- [WHAT TO PRODUCE]: How many lines in the records below contain "tire"? Reply with the number alone.

- [INFORMATION GIVEN]:

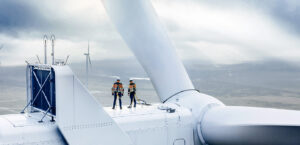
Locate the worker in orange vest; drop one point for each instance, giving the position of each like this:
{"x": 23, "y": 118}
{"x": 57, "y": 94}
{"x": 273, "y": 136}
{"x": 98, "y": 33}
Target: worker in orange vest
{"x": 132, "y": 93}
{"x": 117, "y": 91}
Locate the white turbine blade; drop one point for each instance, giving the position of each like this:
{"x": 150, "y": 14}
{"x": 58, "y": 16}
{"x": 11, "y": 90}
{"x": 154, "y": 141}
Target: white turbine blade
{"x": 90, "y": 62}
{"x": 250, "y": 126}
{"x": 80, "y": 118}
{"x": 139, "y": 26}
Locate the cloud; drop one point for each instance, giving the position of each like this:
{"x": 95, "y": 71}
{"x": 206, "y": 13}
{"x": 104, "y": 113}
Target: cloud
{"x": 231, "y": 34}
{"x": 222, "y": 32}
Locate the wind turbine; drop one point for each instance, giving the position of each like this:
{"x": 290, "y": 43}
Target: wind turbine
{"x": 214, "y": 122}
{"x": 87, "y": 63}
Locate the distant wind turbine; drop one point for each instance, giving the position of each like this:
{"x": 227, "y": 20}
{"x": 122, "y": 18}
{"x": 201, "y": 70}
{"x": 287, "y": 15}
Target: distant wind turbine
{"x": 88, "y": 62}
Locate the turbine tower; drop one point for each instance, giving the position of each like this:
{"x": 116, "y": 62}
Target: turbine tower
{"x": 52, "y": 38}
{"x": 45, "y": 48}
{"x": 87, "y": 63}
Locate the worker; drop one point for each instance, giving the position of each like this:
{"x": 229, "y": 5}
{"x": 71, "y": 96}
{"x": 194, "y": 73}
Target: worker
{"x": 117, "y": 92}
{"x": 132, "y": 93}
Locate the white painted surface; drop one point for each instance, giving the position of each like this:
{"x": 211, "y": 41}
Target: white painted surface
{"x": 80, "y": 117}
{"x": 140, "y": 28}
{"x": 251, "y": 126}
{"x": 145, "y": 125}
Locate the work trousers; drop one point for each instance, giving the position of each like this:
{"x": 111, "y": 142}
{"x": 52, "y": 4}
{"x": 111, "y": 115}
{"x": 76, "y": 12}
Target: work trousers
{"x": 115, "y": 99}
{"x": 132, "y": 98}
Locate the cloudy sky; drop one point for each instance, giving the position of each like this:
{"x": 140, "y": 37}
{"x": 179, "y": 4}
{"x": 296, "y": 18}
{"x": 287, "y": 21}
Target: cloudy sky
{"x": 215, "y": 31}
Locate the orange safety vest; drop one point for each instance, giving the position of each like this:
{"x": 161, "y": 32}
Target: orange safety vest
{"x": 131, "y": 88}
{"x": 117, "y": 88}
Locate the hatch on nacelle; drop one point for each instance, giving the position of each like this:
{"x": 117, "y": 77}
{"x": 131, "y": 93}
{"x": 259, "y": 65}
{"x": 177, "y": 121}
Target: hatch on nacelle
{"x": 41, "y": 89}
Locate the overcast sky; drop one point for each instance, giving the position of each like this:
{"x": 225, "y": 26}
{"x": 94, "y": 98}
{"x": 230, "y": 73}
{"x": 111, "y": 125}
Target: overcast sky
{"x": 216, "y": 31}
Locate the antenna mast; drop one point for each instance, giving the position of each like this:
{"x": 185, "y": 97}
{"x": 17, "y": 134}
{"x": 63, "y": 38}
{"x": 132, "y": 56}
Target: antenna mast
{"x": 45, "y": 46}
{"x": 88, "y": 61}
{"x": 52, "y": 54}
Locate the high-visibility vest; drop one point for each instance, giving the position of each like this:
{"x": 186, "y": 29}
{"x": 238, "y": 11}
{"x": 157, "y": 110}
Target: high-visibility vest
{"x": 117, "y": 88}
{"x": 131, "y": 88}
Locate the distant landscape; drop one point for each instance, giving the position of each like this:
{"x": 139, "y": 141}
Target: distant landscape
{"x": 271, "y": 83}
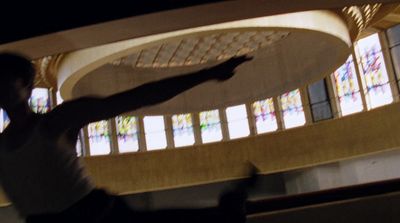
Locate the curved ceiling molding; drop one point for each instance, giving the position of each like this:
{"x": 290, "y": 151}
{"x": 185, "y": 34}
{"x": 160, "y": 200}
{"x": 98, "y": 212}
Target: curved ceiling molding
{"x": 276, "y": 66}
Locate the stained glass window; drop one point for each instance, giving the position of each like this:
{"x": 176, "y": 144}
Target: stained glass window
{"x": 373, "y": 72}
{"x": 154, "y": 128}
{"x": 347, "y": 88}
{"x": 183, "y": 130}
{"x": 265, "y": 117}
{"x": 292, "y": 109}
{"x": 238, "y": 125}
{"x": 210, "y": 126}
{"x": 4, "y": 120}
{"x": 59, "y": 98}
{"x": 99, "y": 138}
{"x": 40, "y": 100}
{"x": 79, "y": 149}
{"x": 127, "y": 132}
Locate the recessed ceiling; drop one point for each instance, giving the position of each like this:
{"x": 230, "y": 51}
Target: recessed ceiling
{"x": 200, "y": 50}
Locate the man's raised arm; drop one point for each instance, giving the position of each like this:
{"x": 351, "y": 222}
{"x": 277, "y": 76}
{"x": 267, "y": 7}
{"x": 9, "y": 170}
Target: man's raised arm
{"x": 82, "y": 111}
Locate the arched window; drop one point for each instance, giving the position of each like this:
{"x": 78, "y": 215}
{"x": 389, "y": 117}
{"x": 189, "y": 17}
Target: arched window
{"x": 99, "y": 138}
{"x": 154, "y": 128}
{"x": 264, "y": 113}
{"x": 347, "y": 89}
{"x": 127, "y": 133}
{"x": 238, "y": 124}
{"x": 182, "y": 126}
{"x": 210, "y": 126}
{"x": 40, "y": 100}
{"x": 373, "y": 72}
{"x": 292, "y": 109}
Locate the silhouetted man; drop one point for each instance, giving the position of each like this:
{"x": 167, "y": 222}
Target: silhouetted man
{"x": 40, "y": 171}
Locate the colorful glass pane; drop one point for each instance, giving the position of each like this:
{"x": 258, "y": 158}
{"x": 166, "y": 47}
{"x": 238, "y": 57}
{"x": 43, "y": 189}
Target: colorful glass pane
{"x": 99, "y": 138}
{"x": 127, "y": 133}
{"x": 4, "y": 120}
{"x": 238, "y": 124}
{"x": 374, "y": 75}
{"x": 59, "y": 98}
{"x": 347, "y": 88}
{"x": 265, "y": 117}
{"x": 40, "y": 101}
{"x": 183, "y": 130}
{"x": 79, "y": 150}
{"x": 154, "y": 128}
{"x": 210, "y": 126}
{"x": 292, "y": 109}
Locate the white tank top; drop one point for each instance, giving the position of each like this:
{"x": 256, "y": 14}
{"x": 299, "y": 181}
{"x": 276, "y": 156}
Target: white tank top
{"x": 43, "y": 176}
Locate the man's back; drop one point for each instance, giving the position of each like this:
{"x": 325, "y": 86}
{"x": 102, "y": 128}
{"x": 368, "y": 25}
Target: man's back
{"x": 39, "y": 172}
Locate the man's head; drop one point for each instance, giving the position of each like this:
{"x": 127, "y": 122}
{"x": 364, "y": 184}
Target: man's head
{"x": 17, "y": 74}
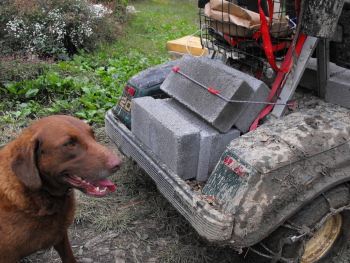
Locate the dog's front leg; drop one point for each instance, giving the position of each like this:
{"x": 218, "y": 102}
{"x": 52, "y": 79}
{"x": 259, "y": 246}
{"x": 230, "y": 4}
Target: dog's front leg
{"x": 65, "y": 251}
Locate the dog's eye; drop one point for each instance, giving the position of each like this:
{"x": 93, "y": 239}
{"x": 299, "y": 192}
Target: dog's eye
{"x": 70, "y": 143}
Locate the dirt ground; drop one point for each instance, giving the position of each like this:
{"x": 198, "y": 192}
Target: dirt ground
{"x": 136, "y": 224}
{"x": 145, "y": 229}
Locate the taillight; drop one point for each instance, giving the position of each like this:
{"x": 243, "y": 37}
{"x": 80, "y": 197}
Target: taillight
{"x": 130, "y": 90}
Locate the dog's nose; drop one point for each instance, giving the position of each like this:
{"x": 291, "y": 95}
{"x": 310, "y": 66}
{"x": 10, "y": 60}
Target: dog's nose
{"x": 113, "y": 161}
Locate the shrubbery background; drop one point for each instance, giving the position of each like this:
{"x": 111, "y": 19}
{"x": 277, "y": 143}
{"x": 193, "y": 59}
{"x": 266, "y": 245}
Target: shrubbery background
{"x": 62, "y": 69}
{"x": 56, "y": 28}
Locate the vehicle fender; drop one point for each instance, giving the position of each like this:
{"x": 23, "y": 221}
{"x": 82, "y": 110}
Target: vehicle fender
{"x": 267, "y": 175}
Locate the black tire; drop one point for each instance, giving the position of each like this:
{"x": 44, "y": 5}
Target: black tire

- [SOLUTION TO THE PROBLEM]: 2